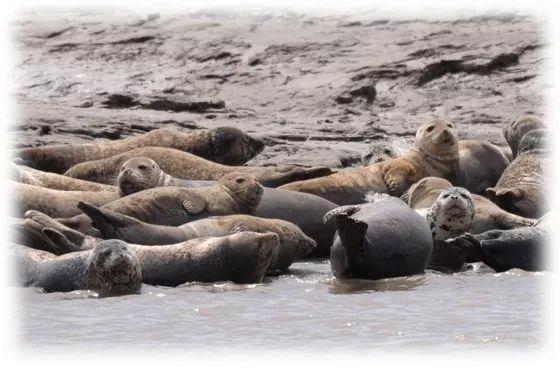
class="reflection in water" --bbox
[329,275,426,294]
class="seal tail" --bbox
[78,202,140,239]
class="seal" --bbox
[280,119,459,205]
[40,231,280,286]
[486,129,552,218]
[64,147,331,187]
[24,204,316,274]
[15,127,264,173]
[10,164,118,193]
[118,157,336,257]
[11,240,142,296]
[325,194,433,280]
[446,211,550,272]
[26,173,263,236]
[9,182,119,218]
[502,116,546,158]
[401,177,537,234]
[454,139,509,194]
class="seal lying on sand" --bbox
[446,213,550,272]
[34,204,316,271]
[454,139,509,194]
[64,147,331,187]
[280,120,459,205]
[114,157,336,257]
[9,182,120,217]
[486,129,552,218]
[325,194,433,279]
[11,241,142,296]
[38,231,280,286]
[26,173,263,236]
[502,116,546,158]
[10,164,118,193]
[402,177,537,234]
[15,127,264,173]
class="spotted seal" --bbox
[280,119,459,205]
[11,240,142,296]
[14,127,264,173]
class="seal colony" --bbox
[10,117,551,295]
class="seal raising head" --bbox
[86,239,142,296]
[426,187,475,241]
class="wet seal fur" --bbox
[11,240,142,296]
[113,157,336,257]
[280,119,459,205]
[9,182,120,217]
[324,194,433,280]
[26,173,263,236]
[64,147,331,187]
[15,127,264,173]
[486,129,553,218]
[37,231,280,287]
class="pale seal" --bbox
[454,139,509,194]
[38,230,280,286]
[9,182,120,217]
[486,129,553,218]
[280,119,459,205]
[26,173,263,236]
[502,116,546,158]
[10,164,118,192]
[15,127,264,173]
[64,147,331,187]
[325,194,433,279]
[403,177,536,234]
[12,241,142,296]
[118,157,336,257]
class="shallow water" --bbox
[16,261,550,352]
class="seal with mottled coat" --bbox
[280,119,459,205]
[15,127,264,173]
[118,157,336,257]
[10,241,142,296]
[325,194,433,279]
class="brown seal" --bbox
[486,129,553,218]
[11,240,142,296]
[402,177,536,234]
[64,147,331,187]
[502,116,546,158]
[9,182,120,217]
[454,139,509,194]
[280,119,459,205]
[26,173,263,236]
[35,230,280,286]
[15,127,264,173]
[10,164,119,193]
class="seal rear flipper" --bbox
[78,202,141,239]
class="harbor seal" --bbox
[402,177,537,234]
[454,139,509,194]
[325,194,433,280]
[40,231,280,286]
[24,204,316,274]
[10,164,119,193]
[118,157,336,257]
[26,173,263,236]
[486,129,552,218]
[64,147,331,187]
[502,116,546,158]
[9,182,120,218]
[11,240,142,296]
[280,119,459,205]
[15,127,264,173]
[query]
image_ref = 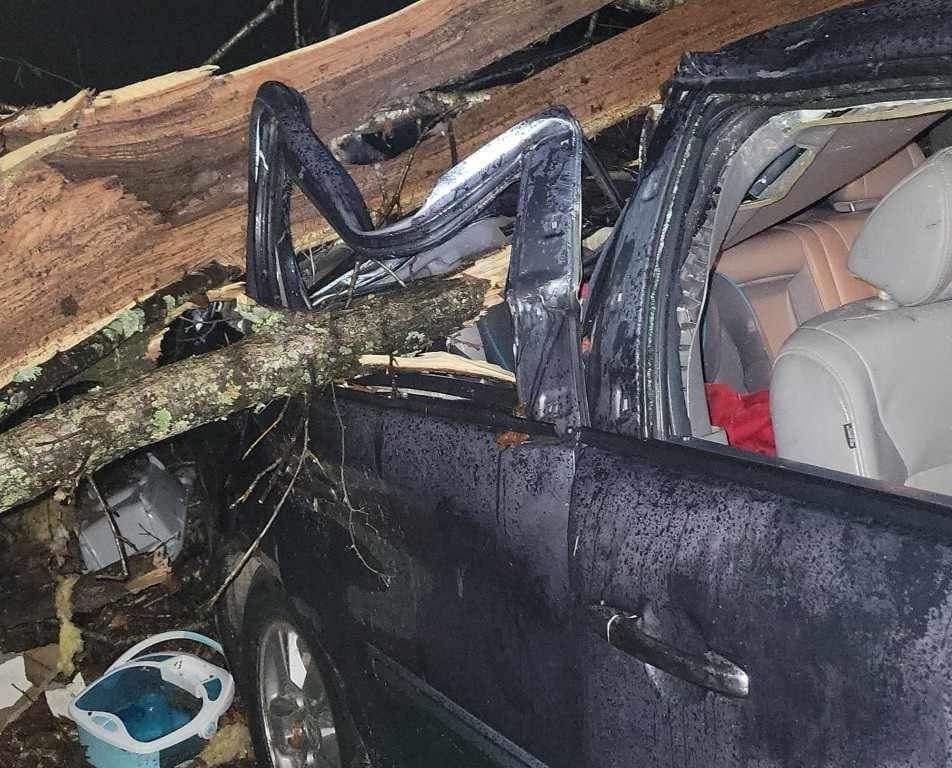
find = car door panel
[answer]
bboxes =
[306,390,578,765]
[572,438,952,766]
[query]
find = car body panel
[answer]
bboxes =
[225,0,952,768]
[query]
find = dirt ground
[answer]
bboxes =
[0,440,255,768]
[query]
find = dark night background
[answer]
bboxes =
[0,0,409,106]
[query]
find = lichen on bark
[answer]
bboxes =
[0,277,488,512]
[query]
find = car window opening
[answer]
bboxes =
[678,99,952,495]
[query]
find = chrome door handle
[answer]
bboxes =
[589,605,750,699]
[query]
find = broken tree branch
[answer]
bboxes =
[0,0,606,384]
[205,0,286,65]
[0,276,487,512]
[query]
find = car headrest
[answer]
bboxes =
[849,147,952,307]
[829,142,925,212]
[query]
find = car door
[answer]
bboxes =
[572,434,952,766]
[570,51,952,767]
[308,376,576,766]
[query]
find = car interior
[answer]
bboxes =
[679,100,952,495]
[344,94,952,495]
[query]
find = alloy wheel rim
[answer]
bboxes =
[258,619,342,768]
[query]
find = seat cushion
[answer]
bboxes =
[906,464,952,496]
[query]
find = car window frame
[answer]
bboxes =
[638,76,952,524]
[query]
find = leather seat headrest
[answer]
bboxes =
[829,142,926,212]
[849,147,952,307]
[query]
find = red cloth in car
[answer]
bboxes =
[704,382,777,456]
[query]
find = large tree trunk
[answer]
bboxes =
[0,0,606,385]
[0,0,851,384]
[0,276,488,513]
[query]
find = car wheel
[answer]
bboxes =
[242,588,364,768]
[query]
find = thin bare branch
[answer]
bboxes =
[206,396,310,609]
[291,0,304,48]
[205,0,284,65]
[331,383,391,587]
[0,56,83,89]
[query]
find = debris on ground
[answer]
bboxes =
[53,576,83,675]
[198,715,251,768]
[0,443,254,768]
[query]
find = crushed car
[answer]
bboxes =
[210,0,952,768]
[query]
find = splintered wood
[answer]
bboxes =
[0,0,864,384]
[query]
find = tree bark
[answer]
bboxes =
[0,0,851,384]
[0,276,487,513]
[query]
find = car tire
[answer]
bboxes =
[240,577,370,768]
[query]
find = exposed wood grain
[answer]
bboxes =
[0,0,606,385]
[0,0,852,384]
[0,277,486,513]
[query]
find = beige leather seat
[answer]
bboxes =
[703,143,924,391]
[770,150,952,493]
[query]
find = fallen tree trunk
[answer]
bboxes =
[0,0,852,384]
[0,276,488,513]
[0,0,607,385]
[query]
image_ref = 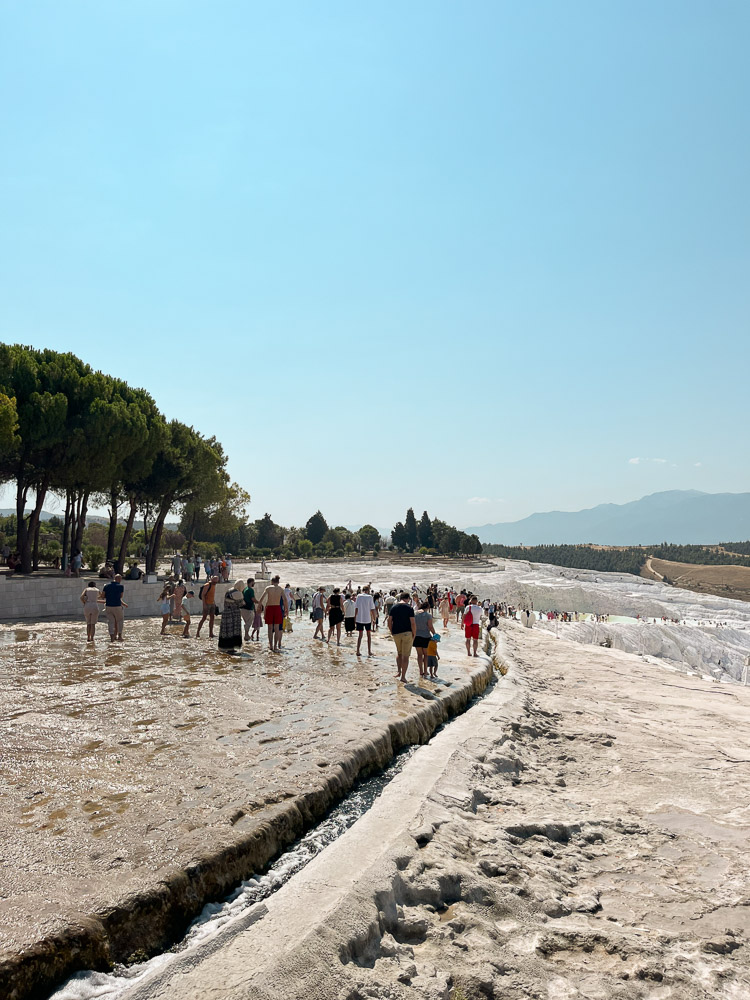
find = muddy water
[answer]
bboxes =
[0,619,490,992]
• • • •
**Work to do**.
Return the material word for word. Pictures are not part of the copy.

**Task solution**.
class="reflection in water" --bbox
[329,275,426,294]
class="seal tail" --bbox
[78,202,140,239]
class="seal" --bbox
[280,119,459,205]
[40,231,280,286]
[486,129,552,218]
[64,147,331,187]
[24,204,316,274]
[15,127,264,173]
[10,164,118,193]
[118,157,336,257]
[11,240,142,296]
[325,194,433,280]
[446,211,550,272]
[26,173,263,236]
[9,182,119,218]
[502,116,546,158]
[401,177,537,234]
[454,139,509,194]
class="seal lying on sand" --bbox
[446,213,550,272]
[34,204,316,271]
[454,139,509,194]
[64,147,331,187]
[280,120,459,205]
[114,157,336,257]
[9,182,120,217]
[486,129,552,218]
[325,194,433,279]
[11,241,142,296]
[38,231,280,286]
[26,173,263,236]
[502,116,546,158]
[10,164,118,193]
[402,177,537,234]
[15,127,264,173]
class="spotted seal" --bbox
[280,119,459,205]
[11,240,142,296]
[14,127,264,173]
class="seal colony" --bbox
[10,117,551,295]
class="seal raising head" --bbox
[86,239,142,296]
[426,187,475,241]
class="wet seal fur" --bbox
[11,240,142,296]
[113,157,336,257]
[280,119,459,205]
[9,182,120,217]
[324,194,433,280]
[26,173,263,236]
[64,147,331,187]
[15,127,264,173]
[486,129,553,218]
[37,231,280,287]
class="pale seal" --bbox
[454,139,509,194]
[38,230,280,286]
[9,182,120,217]
[486,129,553,218]
[280,119,459,205]
[26,173,263,236]
[502,116,546,158]
[10,164,118,192]
[15,127,264,173]
[64,147,331,187]
[325,194,433,279]
[403,177,536,234]
[12,241,142,296]
[118,157,336,257]
class="shallow water" --bbox
[16,261,550,352]
class="seal with mottled coat" --bbox
[280,119,459,205]
[15,127,264,173]
[118,157,336,257]
[10,241,142,296]
[325,194,433,279]
class="brown seal" --bbox
[486,129,553,218]
[11,240,142,296]
[402,177,536,234]
[64,147,331,187]
[502,116,546,158]
[9,182,120,217]
[454,139,509,194]
[280,119,459,205]
[26,173,263,236]
[35,230,280,286]
[15,127,264,173]
[10,164,119,193]
class="seal rear flipper" --bbox
[78,202,141,239]
class="harbor seal" --bbox
[402,177,537,234]
[454,139,509,194]
[325,194,433,280]
[40,231,280,286]
[24,204,316,274]
[10,164,119,193]
[118,157,336,257]
[26,173,263,236]
[486,129,552,218]
[64,147,331,187]
[502,116,546,158]
[9,182,120,218]
[11,240,142,296]
[280,119,459,205]
[15,127,264,173]
[query]
image_ref = 
find = car door panel
[answer]
bboxes =
[306,390,578,765]
[572,438,952,766]
[query]
find = car body panel
[answer]
bboxes =
[225,0,952,768]
[query]
find = dirt ground
[answer]
bboxes =
[0,440,255,768]
[query]
find = dark night background
[answer]
bboxes =
[0,0,409,106]
[query]
find = lichen on bark
[answer]
bboxes =
[0,277,488,512]
[query]
find = car window opening
[answer]
bboxes =
[678,99,952,495]
[query]
find = chrome door handle
[answer]
bboxes =
[589,605,750,699]
[query]
find = broken tree branch
[answer]
bboxes =
[0,0,606,384]
[205,0,286,65]
[0,276,487,512]
[query]
find = car headrest
[answer]
bboxes =
[849,147,952,307]
[829,142,925,212]
[query]
find = car door
[answer]
bboxes =
[572,434,952,766]
[570,51,952,767]
[308,376,576,766]
[query]
find = car interior
[answer]
bboxes =
[679,100,952,495]
[344,94,952,495]
[query]
find = alloy wheel rim
[answer]
bboxes =
[258,619,342,768]
[query]
find = seat cushion
[answer]
bboxes =
[906,464,952,496]
[query]
find = car window frame
[answer]
bboxes =
[638,76,952,524]
[query]
find = leather seat headrest
[answer]
bboxes =
[829,142,926,212]
[849,147,952,307]
[query]
find = red cloth in car
[answer]
bboxes =
[704,382,777,456]
[query]
find = large tree trunk
[answer]
bboxes =
[0,0,606,385]
[0,0,851,384]
[0,276,488,513]
[query]
find = car wheel
[answer]
bboxes =
[242,588,364,768]
[query]
find = thin bare branch
[answer]
bboxes =
[206,396,310,609]
[291,0,304,48]
[205,0,284,65]
[331,383,391,587]
[0,56,83,89]
[query]
find = debris on ground
[answer]
bboxes =
[53,576,83,675]
[198,715,251,768]
[0,443,254,768]
[query]
find = crushed car
[answer]
bboxes =
[210,0,952,768]
[query]
find = splintered wood
[answer]
bboxes =
[0,0,864,384]
[query]
find = tree bark
[answer]
bboxes =
[0,0,851,384]
[0,276,487,513]
[query]
find = car tire
[answer]
bboxes =
[240,577,370,768]
[query]
find = exposed wood grain
[answer]
bboxes =
[0,0,606,385]
[0,0,852,384]
[0,277,486,513]
[query]
find = beige leather seat
[answer]
bboxes =
[703,143,924,391]
[770,150,952,493]
[query]
find = fallen tree trunk
[answer]
bboxes =
[0,0,852,384]
[0,276,488,513]
[0,0,607,385]
[query]
image_ref = 
find = muddy water
[answer]
bboxes =
[0,619,490,992]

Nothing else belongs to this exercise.